**Records for this task**
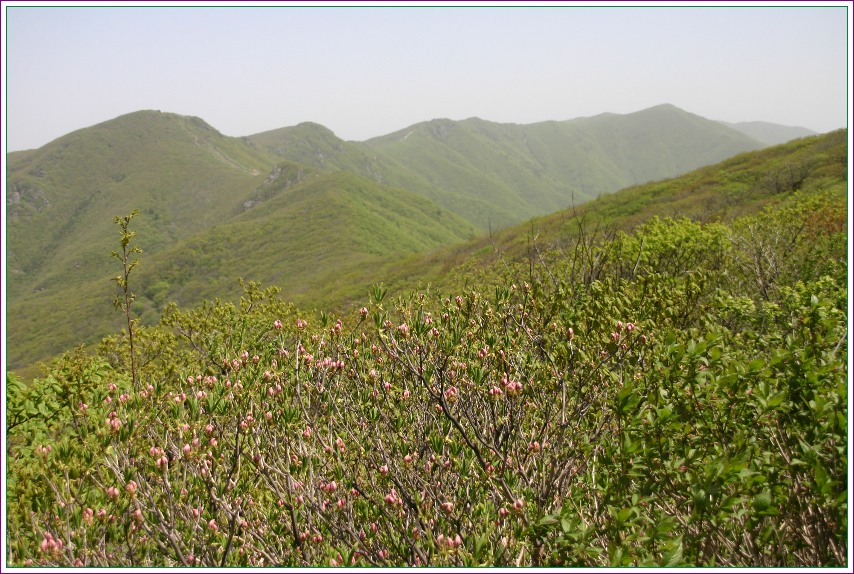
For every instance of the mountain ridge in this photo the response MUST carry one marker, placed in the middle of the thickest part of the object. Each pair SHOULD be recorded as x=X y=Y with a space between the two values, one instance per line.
x=199 y=190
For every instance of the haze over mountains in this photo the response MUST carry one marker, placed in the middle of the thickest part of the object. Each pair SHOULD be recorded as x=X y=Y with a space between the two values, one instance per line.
x=300 y=208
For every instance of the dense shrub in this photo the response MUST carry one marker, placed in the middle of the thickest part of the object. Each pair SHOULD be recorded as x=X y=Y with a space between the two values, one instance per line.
x=642 y=401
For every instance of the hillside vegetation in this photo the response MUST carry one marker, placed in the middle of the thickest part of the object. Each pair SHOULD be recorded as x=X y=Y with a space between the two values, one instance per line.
x=198 y=191
x=618 y=385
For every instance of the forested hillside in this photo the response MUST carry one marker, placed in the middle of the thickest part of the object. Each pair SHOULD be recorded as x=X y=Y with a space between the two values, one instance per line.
x=263 y=207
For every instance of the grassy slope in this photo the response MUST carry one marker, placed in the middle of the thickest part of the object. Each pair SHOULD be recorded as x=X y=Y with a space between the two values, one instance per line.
x=496 y=175
x=318 y=235
x=181 y=173
x=504 y=173
x=722 y=192
x=771 y=134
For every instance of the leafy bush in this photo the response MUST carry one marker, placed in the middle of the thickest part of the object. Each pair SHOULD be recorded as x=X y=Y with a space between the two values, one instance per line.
x=632 y=402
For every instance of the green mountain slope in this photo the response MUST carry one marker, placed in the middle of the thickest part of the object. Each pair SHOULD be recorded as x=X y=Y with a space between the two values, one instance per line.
x=320 y=240
x=740 y=186
x=319 y=235
x=770 y=134
x=325 y=224
x=497 y=175
x=61 y=199
x=503 y=173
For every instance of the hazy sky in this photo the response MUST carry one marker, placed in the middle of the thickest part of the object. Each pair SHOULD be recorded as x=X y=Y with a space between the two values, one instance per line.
x=364 y=72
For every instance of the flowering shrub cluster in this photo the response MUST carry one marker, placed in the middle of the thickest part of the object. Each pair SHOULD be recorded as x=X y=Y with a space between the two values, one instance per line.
x=617 y=407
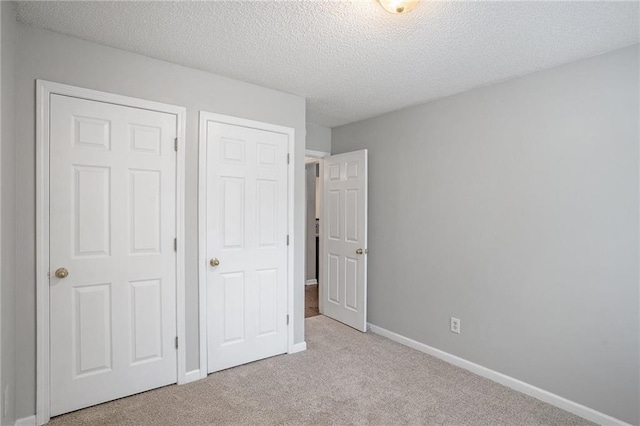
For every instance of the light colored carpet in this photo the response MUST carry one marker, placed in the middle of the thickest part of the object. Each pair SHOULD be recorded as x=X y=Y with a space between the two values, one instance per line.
x=311 y=301
x=344 y=378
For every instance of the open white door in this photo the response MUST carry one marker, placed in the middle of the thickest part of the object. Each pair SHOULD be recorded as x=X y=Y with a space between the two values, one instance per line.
x=344 y=239
x=113 y=265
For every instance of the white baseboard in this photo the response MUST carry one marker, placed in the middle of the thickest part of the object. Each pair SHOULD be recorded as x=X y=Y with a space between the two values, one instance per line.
x=541 y=394
x=26 y=421
x=298 y=347
x=192 y=376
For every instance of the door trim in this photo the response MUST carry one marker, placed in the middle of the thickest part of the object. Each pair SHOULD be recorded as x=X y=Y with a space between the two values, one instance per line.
x=202 y=225
x=318 y=159
x=44 y=90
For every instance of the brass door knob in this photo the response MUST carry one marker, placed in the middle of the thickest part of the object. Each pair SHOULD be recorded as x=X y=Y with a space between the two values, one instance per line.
x=62 y=273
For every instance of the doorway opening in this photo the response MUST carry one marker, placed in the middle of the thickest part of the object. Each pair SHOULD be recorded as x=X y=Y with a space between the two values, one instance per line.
x=312 y=241
x=313 y=217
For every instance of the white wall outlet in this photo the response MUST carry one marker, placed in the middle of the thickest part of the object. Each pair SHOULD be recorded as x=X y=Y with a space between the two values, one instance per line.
x=455 y=325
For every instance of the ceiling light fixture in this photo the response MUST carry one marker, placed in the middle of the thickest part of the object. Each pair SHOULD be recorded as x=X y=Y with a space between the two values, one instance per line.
x=398 y=6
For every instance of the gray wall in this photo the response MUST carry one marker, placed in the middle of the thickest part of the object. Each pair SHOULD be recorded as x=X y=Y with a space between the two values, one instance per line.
x=7 y=207
x=46 y=55
x=514 y=207
x=310 y=254
x=318 y=137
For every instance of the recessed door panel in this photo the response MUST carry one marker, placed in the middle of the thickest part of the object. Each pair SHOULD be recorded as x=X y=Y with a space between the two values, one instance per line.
x=232 y=206
x=351 y=215
x=146 y=320
x=246 y=242
x=92 y=212
x=233 y=288
x=267 y=212
x=333 y=216
x=267 y=301
x=145 y=215
x=333 y=278
x=112 y=192
x=351 y=283
x=91 y=133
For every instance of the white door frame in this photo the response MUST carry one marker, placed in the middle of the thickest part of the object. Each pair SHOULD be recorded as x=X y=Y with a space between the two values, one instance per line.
x=318 y=156
x=202 y=223
x=44 y=90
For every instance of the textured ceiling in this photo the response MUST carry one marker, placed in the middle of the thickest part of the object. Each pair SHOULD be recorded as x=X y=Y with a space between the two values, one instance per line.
x=351 y=59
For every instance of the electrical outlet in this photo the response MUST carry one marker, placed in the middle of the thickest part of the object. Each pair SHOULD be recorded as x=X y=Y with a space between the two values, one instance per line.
x=455 y=325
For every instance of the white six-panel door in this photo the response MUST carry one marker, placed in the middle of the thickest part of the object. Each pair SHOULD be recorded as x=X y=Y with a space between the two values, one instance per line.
x=246 y=243
x=344 y=239
x=112 y=227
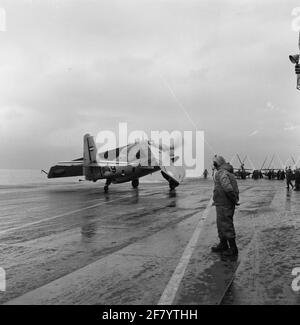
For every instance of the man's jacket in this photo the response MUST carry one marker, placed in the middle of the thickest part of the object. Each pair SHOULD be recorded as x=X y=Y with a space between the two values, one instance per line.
x=226 y=191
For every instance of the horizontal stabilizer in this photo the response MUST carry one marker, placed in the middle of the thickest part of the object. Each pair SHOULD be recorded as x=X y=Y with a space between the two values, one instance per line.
x=65 y=171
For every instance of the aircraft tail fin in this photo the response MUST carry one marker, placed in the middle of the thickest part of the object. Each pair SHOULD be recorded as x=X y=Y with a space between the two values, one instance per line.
x=89 y=157
x=89 y=150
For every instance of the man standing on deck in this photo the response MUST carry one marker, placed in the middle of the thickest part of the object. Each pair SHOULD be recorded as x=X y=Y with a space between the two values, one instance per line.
x=289 y=177
x=226 y=197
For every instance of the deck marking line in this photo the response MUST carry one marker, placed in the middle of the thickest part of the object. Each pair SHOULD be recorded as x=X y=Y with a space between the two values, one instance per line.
x=171 y=289
x=59 y=216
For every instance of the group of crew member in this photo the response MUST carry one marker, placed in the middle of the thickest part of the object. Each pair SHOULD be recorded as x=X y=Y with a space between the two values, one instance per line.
x=226 y=198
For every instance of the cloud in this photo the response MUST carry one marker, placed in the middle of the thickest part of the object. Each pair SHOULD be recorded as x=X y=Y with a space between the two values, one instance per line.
x=291 y=127
x=253 y=133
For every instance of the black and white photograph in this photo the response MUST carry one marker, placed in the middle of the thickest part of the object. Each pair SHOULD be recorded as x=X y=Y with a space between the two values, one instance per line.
x=150 y=155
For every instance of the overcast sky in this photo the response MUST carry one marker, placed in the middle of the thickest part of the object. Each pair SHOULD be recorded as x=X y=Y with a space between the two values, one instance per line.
x=72 y=67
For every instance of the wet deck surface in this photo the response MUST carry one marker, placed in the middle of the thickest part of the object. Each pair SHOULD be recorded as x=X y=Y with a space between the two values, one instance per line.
x=69 y=243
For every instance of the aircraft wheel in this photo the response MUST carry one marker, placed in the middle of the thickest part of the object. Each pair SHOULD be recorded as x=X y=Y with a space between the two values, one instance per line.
x=135 y=183
x=172 y=185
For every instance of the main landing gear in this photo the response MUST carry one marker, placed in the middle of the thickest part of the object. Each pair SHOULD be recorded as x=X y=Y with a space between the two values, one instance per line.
x=108 y=182
x=172 y=185
x=135 y=183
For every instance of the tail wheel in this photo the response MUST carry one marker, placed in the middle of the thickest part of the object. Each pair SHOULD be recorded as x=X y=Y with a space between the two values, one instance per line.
x=135 y=183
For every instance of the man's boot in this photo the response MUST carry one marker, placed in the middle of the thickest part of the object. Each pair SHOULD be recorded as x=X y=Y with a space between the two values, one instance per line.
x=221 y=247
x=232 y=250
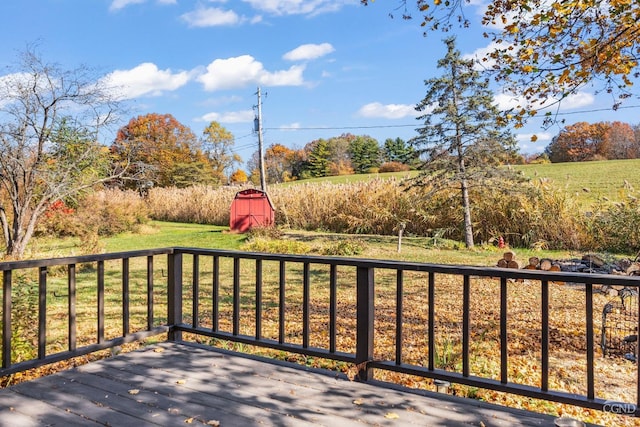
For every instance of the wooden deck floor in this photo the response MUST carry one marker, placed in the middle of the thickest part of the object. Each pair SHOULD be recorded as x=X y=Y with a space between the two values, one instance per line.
x=174 y=384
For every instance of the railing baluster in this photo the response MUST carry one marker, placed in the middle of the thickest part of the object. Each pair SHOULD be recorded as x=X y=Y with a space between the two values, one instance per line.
x=71 y=281
x=126 y=314
x=150 y=319
x=100 y=286
x=365 y=312
x=590 y=340
x=399 y=315
x=6 y=319
x=282 y=302
x=305 y=305
x=216 y=294
x=364 y=321
x=431 y=321
x=544 y=386
x=637 y=345
x=504 y=345
x=466 y=309
x=195 y=297
x=236 y=295
x=258 y=299
x=174 y=291
x=42 y=312
x=333 y=306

**Aim of the task**
Can you reproduce the data from the line containing "For every instance of the deck" through the line containing "x=253 y=133", both included, with each request unchanged and every coordinate in the answers offset by 81?

**Response**
For every instance of the deck marking line in this photo the response MUST carry one marker, placed in the middle of the thickest part of the object. Each pair SHOULD be recorded as x=X y=Y with a space between the two values, one instance per line.
x=252 y=370
x=140 y=297
For every instance of the group of crew member in this photo the response MUST carry one marker, placed in the middle of the thickest part of the object. Each pair SHOULD be recorded as x=X y=Y with a space between the two values, one instance per line.
x=307 y=279
For every instance of the cloud in this photo the response MUST carry one marker, placed in the middle of the thickest part of the object. Each pair SHOULD be recorded as x=X y=Y with a space between the two values, one instance per line.
x=372 y=208
x=334 y=214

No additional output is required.